*Dataset content*
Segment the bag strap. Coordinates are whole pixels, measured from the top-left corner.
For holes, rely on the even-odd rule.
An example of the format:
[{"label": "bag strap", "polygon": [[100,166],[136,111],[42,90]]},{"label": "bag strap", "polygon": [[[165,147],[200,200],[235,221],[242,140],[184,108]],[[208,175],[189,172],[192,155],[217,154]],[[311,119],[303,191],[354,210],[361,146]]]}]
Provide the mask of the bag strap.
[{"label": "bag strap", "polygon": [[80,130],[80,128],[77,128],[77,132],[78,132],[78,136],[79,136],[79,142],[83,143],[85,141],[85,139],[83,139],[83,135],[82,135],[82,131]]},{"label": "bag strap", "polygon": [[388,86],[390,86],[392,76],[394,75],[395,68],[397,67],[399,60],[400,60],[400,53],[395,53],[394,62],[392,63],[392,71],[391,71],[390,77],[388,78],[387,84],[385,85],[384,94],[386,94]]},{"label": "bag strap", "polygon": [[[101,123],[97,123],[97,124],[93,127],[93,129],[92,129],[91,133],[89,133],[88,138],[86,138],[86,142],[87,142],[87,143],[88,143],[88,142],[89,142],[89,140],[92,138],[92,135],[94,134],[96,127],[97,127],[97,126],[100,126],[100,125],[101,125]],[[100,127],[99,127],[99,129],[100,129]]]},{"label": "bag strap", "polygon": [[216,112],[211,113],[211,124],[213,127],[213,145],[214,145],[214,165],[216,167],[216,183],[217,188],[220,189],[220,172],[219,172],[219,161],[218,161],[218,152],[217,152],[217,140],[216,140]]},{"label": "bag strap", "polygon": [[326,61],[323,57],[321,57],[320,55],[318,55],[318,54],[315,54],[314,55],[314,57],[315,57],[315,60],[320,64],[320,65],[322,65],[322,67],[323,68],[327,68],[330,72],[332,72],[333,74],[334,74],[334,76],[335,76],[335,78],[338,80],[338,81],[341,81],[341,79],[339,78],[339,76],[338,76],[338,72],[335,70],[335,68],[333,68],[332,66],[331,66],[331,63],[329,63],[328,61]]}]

*Task description*
Nothing in the records above may differ in your copy; retype them in full.

*Reply to the task*
Segment the bag strap. Coordinates are whole pixels, measured from the top-left corner.
For holes, rely on the even-odd rule.
An example of the format:
[{"label": "bag strap", "polygon": [[100,166],[136,111],[42,90]]},{"label": "bag strap", "polygon": [[[165,147],[200,200],[235,221],[242,140],[184,108]],[[208,175],[189,172],[192,155],[217,154]],[[311,119],[303,191],[354,210],[361,146]]]}]
Provide the mask of the bag strap.
[{"label": "bag strap", "polygon": [[80,130],[80,128],[77,128],[77,132],[78,132],[78,136],[79,136],[79,142],[83,143],[85,141],[85,139],[83,139],[83,135],[82,135],[82,131]]},{"label": "bag strap", "polygon": [[388,86],[390,86],[392,76],[394,75],[395,68],[397,67],[399,60],[400,60],[400,53],[395,53],[394,62],[392,63],[392,71],[391,71],[390,77],[388,78],[387,84],[385,85],[384,94],[386,94]]},{"label": "bag strap", "polygon": [[[101,123],[97,123],[97,124],[93,127],[93,129],[92,129],[91,133],[89,133],[88,138],[86,138],[86,142],[87,142],[87,143],[88,143],[88,142],[89,142],[89,140],[92,138],[92,135],[94,134],[96,127],[97,127],[97,126],[100,126],[100,125],[101,125]],[[100,127],[99,127],[99,129],[100,129]]]},{"label": "bag strap", "polygon": [[216,112],[211,113],[211,124],[213,127],[213,145],[214,145],[214,165],[216,167],[216,183],[217,188],[220,189],[220,172],[219,172],[219,161],[218,161],[218,152],[217,152],[217,140],[216,140]]},{"label": "bag strap", "polygon": [[326,61],[323,57],[321,57],[320,55],[318,55],[318,54],[315,54],[314,55],[314,57],[315,57],[315,60],[320,64],[320,65],[322,65],[322,67],[323,68],[327,68],[330,72],[332,72],[333,74],[334,74],[334,76],[335,76],[335,78],[338,80],[338,81],[341,81],[341,79],[339,78],[339,76],[338,76],[338,72],[335,70],[335,68],[333,68],[332,66],[331,66],[331,63],[329,63],[328,61]]}]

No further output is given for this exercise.